# Written request:
List every line in the material below that contains the string "window", copying each such line in full.

# Source records:
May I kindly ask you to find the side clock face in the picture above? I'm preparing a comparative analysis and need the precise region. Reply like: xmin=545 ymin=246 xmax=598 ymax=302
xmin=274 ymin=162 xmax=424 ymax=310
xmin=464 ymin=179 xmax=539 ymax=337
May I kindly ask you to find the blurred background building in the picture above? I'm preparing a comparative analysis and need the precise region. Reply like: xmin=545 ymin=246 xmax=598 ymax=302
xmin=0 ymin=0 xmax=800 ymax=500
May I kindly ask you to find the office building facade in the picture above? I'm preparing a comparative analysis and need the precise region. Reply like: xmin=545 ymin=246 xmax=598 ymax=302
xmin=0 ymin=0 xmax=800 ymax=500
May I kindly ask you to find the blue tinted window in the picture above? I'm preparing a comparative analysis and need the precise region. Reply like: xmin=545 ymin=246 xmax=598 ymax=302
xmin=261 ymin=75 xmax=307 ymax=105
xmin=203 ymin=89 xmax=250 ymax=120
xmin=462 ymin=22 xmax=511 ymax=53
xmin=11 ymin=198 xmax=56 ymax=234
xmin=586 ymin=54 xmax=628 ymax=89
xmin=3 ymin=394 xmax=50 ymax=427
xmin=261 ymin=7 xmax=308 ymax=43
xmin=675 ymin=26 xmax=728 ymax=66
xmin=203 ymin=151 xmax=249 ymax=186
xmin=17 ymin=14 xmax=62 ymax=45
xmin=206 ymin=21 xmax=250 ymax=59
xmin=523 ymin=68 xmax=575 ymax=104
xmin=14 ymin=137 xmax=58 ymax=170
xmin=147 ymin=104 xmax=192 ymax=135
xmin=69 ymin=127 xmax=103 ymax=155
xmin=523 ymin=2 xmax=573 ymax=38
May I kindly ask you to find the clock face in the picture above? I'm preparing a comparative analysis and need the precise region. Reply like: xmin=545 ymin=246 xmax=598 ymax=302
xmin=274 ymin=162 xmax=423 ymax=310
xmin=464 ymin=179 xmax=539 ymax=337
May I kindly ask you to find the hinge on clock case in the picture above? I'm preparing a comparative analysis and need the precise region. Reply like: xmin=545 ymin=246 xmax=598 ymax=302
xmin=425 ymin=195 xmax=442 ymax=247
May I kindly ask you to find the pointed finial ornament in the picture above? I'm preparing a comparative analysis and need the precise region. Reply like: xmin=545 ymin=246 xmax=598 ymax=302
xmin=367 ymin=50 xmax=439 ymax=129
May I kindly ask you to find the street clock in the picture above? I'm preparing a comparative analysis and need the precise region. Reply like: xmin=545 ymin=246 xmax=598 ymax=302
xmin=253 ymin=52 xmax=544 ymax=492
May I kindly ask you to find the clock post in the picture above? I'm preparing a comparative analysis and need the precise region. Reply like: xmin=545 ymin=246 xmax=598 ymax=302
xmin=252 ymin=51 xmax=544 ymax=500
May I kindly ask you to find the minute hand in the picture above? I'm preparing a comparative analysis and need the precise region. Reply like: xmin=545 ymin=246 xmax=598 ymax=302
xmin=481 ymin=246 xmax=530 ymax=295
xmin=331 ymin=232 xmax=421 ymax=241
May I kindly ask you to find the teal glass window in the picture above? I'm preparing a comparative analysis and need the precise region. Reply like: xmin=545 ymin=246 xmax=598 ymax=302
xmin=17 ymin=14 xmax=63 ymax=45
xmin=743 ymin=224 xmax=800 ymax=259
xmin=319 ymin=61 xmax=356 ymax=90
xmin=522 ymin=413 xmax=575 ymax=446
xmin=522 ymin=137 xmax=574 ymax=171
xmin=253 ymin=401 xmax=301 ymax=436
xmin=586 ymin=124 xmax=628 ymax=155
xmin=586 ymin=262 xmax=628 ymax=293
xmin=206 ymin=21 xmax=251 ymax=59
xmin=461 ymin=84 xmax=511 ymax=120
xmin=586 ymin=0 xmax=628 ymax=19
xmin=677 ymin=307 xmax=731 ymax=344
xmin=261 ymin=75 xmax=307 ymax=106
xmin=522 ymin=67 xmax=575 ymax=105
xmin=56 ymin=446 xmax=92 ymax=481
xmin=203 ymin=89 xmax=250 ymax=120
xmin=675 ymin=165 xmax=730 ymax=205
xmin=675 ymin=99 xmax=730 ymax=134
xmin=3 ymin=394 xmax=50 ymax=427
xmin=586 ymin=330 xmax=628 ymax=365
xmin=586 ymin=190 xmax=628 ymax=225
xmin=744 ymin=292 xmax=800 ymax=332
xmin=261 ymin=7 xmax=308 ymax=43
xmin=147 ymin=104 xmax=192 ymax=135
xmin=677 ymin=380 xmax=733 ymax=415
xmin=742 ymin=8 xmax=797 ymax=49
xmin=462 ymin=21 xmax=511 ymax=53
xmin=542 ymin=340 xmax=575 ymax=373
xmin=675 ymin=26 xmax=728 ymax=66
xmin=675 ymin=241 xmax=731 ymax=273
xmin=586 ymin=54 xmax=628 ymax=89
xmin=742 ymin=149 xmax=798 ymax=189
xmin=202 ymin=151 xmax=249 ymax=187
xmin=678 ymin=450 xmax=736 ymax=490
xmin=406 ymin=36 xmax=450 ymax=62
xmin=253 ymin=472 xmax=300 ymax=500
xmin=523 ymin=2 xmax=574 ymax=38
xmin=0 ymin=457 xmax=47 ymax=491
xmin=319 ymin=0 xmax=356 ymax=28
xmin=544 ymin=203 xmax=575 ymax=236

# Response to the task:
May I kindly ask you to find the blue tinted window in the picture above? I'm preparing a comparative analysis and need the precise region. Reply like: xmin=545 ymin=246 xmax=598 ymax=302
May I kindly ask you to find the teal glass window in the picture above? I'm preparing a comparative analysis and need the precise region. Reply like: xmin=545 ymin=246 xmax=598 ymax=302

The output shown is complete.